▸ **Exercise goal**
Lines from the material below that hold the string "clicks" are what is needed; copy each of them.

▸ **Provided material**
• • •

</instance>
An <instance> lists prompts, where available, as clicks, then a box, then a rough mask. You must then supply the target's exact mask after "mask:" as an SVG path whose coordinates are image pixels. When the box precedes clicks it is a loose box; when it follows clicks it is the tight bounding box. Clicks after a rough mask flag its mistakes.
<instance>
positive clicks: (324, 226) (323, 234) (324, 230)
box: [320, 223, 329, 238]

• • •

▸ **Reply**
An <instance> lists prompts, where available, as clicks, then a box, then a rough mask. You must then supply the target's exact mask after "mask:" as an SVG path whose coordinates are image pixels. When the box precedes clicks it is a loose box; when it follows clicks it is the tight bounding box. Clicks after a rough mask flag its mistakes.
positive clicks: (324, 226) (323, 234) (324, 230)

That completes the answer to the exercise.